Present the data below as a Markdown table with two columns, Row and Line. Number each line in Row, put its text in Line, and leave out blank lines.

Saved entries:
>>>
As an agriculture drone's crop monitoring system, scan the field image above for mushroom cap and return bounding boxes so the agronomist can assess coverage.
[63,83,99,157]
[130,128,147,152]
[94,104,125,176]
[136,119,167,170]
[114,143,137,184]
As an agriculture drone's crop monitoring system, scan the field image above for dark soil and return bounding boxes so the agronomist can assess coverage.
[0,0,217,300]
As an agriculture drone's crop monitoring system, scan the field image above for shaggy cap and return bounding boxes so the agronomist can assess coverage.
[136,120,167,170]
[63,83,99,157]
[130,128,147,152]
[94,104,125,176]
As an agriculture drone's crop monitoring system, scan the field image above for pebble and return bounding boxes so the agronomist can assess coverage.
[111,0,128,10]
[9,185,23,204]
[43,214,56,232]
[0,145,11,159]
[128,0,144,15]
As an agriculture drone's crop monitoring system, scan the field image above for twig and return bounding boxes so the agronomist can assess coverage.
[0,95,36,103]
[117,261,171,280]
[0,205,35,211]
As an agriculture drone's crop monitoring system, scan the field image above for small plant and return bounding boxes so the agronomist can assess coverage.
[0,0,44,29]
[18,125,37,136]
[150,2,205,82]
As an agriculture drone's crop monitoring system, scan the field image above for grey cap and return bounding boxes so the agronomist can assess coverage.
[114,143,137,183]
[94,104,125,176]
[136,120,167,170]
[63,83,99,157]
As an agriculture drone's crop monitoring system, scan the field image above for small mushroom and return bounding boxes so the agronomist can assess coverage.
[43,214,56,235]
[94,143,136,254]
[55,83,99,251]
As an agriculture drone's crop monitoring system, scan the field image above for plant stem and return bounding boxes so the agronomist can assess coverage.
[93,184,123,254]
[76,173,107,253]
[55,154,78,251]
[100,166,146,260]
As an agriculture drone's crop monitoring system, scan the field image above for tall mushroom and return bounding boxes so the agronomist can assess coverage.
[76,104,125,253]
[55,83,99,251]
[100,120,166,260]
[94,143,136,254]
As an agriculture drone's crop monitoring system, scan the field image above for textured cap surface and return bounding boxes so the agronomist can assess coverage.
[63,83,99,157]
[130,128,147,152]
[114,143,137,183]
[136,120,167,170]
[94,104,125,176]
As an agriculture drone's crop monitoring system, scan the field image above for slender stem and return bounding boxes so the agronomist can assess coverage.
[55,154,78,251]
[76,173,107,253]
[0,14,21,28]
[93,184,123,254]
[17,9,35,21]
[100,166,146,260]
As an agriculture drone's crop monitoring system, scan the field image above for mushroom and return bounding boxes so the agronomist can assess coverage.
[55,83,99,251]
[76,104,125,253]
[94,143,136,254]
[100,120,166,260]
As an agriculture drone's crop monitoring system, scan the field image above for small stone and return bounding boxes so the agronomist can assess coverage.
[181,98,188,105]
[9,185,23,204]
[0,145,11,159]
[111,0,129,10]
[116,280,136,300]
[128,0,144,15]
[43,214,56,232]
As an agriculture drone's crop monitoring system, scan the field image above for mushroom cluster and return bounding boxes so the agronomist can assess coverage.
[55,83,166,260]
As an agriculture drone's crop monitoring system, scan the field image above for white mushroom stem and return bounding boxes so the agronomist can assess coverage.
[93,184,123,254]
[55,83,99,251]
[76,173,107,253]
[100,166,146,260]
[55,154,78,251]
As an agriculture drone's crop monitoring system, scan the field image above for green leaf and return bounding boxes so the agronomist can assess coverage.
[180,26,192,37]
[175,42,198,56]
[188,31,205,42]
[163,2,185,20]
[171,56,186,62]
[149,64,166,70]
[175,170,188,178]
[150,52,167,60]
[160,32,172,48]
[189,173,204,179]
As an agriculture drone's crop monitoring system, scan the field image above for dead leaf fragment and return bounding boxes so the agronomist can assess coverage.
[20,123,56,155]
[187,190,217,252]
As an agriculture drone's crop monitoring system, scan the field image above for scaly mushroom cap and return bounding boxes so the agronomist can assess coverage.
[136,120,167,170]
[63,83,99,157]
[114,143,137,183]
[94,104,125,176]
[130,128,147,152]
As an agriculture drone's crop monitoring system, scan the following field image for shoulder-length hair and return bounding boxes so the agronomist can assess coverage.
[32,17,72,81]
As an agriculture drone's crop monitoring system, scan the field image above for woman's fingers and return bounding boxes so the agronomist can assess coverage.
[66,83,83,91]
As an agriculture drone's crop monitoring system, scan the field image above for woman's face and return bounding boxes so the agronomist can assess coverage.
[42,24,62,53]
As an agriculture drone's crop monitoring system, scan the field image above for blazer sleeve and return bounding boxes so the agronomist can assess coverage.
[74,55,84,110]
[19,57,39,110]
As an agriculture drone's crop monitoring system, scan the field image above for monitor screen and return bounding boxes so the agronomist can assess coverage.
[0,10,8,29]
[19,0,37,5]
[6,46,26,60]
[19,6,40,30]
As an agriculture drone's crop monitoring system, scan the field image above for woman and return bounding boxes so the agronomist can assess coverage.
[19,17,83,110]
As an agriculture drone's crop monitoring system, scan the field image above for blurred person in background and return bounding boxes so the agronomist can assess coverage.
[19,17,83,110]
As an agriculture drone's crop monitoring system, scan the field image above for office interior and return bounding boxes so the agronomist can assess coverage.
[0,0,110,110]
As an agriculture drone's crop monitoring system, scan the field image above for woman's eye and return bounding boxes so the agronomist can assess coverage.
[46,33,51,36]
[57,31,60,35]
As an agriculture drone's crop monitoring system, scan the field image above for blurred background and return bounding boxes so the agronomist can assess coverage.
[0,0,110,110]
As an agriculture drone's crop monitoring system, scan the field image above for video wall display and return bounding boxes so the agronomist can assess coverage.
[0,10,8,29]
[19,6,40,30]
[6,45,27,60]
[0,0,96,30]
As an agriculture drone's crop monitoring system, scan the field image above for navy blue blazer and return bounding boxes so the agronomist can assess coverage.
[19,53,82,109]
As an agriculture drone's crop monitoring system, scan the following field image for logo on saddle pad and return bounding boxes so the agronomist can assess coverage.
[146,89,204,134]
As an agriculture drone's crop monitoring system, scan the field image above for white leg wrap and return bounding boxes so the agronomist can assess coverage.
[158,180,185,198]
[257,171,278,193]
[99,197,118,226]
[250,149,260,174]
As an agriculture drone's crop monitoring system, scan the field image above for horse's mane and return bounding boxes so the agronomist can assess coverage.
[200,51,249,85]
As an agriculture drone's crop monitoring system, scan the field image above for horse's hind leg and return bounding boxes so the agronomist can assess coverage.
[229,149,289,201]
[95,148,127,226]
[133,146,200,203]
<<<
→ **THE ANSWER**
| Row | Line |
|---|---|
| 1 | As an agriculture drone's crop monitoring system, scan the field image above for mushroom cap and return bounding boxes so the agronomist can assess coverage. |
| 2 | [63,83,99,157] |
| 3 | [130,128,147,152] |
| 4 | [94,104,125,176] |
| 5 | [136,119,167,170] |
| 6 | [114,143,137,184] |
| 7 | As an agriculture drone's crop monitoring system, scan the field image above for dark soil and return bounding boxes so the agronomist can assess coverage. |
| 8 | [0,0,217,300] |
| 9 | As an agriculture drone's crop monitoring system, scan the field image above for shaggy cap and return bounding boxes so the agronomist can assess coverage. |
| 10 | [136,120,167,170] |
| 11 | [63,83,99,157] |
| 12 | [130,128,147,152] |
| 13 | [94,104,125,176] |
| 14 | As an agriculture drone's crop monitoring system, scan the field image above for pebble and return bounding boxes so the agronomist can assess coverage. |
| 15 | [111,0,128,10] |
| 16 | [9,185,23,204] |
| 17 | [43,214,56,232] |
| 18 | [0,145,11,159] |
| 19 | [128,0,144,15] |
| 20 | As an agriculture drone's crop monitoring system, scan the field image above for twig and return bounding boxes so the agronomist can assess coverage. |
| 21 | [0,95,36,103] |
| 22 | [117,261,171,280] |
| 23 | [0,205,35,211] |
| 24 | As an agriculture drone's crop monitoring system, scan the field image above for small plant and return bounding boxes so the agronomist can assess coverage. |
| 25 | [0,0,44,29] |
| 26 | [18,125,37,136] |
| 27 | [150,2,205,82] |
| 28 | As an agriculture drone's crop monitoring system, scan the field image above for grey cap and return bounding boxes so the agronomist can assess coverage. |
| 29 | [114,143,137,183] |
| 30 | [94,104,125,176] |
| 31 | [136,120,167,170] |
| 32 | [63,83,99,157] |
| 33 | As an agriculture drone's crop monitoring system, scan the field image above for small mushroom and return bounding boxes so the agronomist can assess coverage. |
| 34 | [43,214,56,235] |
| 35 | [94,143,136,254] |
| 36 | [55,83,99,251] |
| 37 | As an agriculture drone's crop monitoring system, scan the field image above for plant stem and return bounding boxes so the agronomist can assess coverage. |
| 38 | [93,184,123,254] |
| 39 | [76,173,107,253] |
| 40 | [55,154,78,251] |
| 41 | [100,166,146,260] |
| 42 | As an agriculture drone's crop monitoring system, scan the field image above for tall mushroom and return bounding boxes so the agronomist can assess coverage. |
| 43 | [76,104,125,253] |
| 44 | [55,83,99,251] |
| 45 | [100,120,166,260] |
| 46 | [94,143,136,254] |
| 47 | As an agriculture drone's crop monitoring system, scan the field image above for textured cap surface and return bounding boxes so the agronomist can assess coverage. |
| 48 | [63,83,99,157] |
| 49 | [130,128,147,152] |
| 50 | [114,143,137,183] |
| 51 | [136,120,167,170] |
| 52 | [94,104,125,176] |
| 53 | As an agriculture drone's crop monitoring system, scan the field image above for slender stem and return bounding boxes so the agronomist can assess coverage. |
| 54 | [55,154,78,251] |
| 55 | [76,173,107,253] |
| 56 | [0,14,21,28] |
| 57 | [93,184,123,254] |
| 58 | [17,9,35,21] |
| 59 | [100,166,146,260] |
| 60 | As an agriculture drone's crop monitoring system, scan the field image above for mushroom and return bounding boxes so the agronomist can assess coverage. |
| 61 | [55,83,99,251] |
| 62 | [76,104,125,253] |
| 63 | [94,143,136,254] |
| 64 | [100,120,166,260] |
| 65 | As an agriculture drone's crop monitoring system, scan the field image above for small stone and return bounding boxes so the agronomist can assess coverage. |
| 66 | [181,98,188,105] |
| 67 | [9,185,23,204] |
| 68 | [0,145,11,159] |
| 69 | [111,0,129,10] |
| 70 | [116,280,136,300] |
| 71 | [128,0,144,15] |
| 72 | [43,214,56,232] |
| 73 | As an agriculture drone's crop monitoring system, scan the field image above for mushroom cluster and return bounding boxes so the agronomist can assess coverage. |
| 74 | [55,83,166,260] |
| 75 | As an agriculture drone's crop monitoring system, scan the field image above for white mushroom stem and return bounding boxes so the agronomist can assess coverage. |
| 76 | [93,184,123,254] |
| 77 | [55,83,99,251] |
| 78 | [76,173,107,253] |
| 79 | [100,166,146,260] |
| 80 | [55,154,78,251] |
| 81 | As an agriculture drone's crop monitoring system, scan the field image above for green leaf and return bounding boxes so the agronomist can assess coverage. |
| 82 | [180,26,192,37] |
| 83 | [175,42,198,56] |
| 84 | [188,31,205,42] |
| 85 | [163,2,185,20] |
| 86 | [171,56,186,62] |
| 87 | [149,64,166,70] |
| 88 | [175,170,188,178] |
| 89 | [150,52,167,60] |
| 90 | [160,32,172,48] |
| 91 | [189,173,204,179] |
| 92 | As an agriculture drone's crop monitoring system, scan the field image above for dead leaf fragment and return bounding boxes so the agronomist can assess coverage. |
| 93 | [20,123,56,155] |
| 94 | [187,190,217,252] |
| 95 | As an agriculture drone's crop monitoring system, scan the field image above for scaly mushroom cap and return bounding boxes so the agronomist can assess coverage. |
| 96 | [136,120,167,170] |
| 97 | [63,83,99,157] |
| 98 | [114,143,137,183] |
| 99 | [94,104,125,176] |
| 100 | [130,128,147,152] |
| 101 | As an agriculture drone's crop monitoring system, scan the following field image for shoulder-length hair and return bounding boxes so the agronomist can assess coverage. |
| 102 | [32,17,72,81] |
| 103 | As an agriculture drone's crop monitoring system, scan the field image above for woman's fingers and return bounding boxes so the agronomist can assess coverage. |
| 104 | [66,83,83,91] |
| 105 | As an agriculture drone's crop monitoring system, scan the field image above for woman's face and return bounding boxes so the agronomist can assess coverage. |
| 106 | [42,24,62,53] |
| 107 | As an agriculture drone's crop monitoring system, scan the field image above for blazer sleeve and return bounding boxes so the agronomist can assess coverage. |
| 108 | [74,55,84,110] |
| 109 | [19,57,39,110] |
| 110 | As an agriculture drone's crop monitoring system, scan the field image above for monitor screen and return bounding boxes so the agronomist can assess coverage. |
| 111 | [0,10,8,29] |
| 112 | [19,0,37,5] |
| 113 | [6,46,26,60] |
| 114 | [19,6,40,30] |
| 115 | As an agriculture drone's crop monitoring system, scan the field image above for woman and return bounding boxes so the agronomist can assess coverage. |
| 116 | [19,17,83,110] |
| 117 | As an agriculture drone's crop monitoring system, scan the field image above for blurred person in background and return bounding boxes so the agronomist can assess coverage. |
| 118 | [19,17,83,110] |
| 119 | As an agriculture drone's crop monitoring system, scan the field image above for office interior and return bounding boxes so the agronomist can assess coverage. |
| 120 | [0,0,110,110] |
| 121 | As an agriculture drone's crop monitoring system, scan the field image above for woman's eye and return bounding boxes so the agronomist can assess coverage. |
| 122 | [46,33,51,36] |
| 123 | [57,31,60,35] |
| 124 | As an agriculture drone's crop monitoring system, scan the field image above for blurred background and return bounding boxes so the agronomist can assess coverage. |
| 125 | [0,0,110,110] |
| 126 | As an agriculture drone's crop monitoring system, scan the field image above for video wall display and return bounding boxes so the agronomist can assess coverage. |
| 127 | [0,10,8,29] |
| 128 | [19,6,40,30] |
| 129 | [6,45,27,60] |
| 130 | [0,0,96,30] |
| 131 | As an agriculture drone's crop monitoring system, scan the field image above for navy blue blazer and return bounding boxes so the agronomist can assess coverage. |
| 132 | [19,53,82,109] |
| 133 | As an agriculture drone's crop monitoring system, scan the following field image for logo on saddle pad and return bounding boxes so the agronomist can assess coverage. |
| 134 | [146,89,204,134] |
| 135 | As an agriculture drone's crop monitoring system, scan the field image above for white leg wrap and return bounding boxes so the agronomist can assess coverage. |
| 136 | [158,180,185,198] |
| 137 | [257,171,278,193] |
| 138 | [99,197,118,226] |
| 139 | [250,149,260,174] |
| 140 | As an agriculture drone's crop monitoring system, scan the field image above for horse's mane and return bounding boxes so the agronomist can assess coverage. |
| 141 | [200,51,249,85] |
| 142 | As an agriculture drone's crop monitoring system, scan the field image above for horse's hind leg and return bounding boxes so the agronomist can assess coverage. |
| 143 | [229,149,289,201] |
| 144 | [95,148,127,226] |
| 145 | [133,146,200,203] |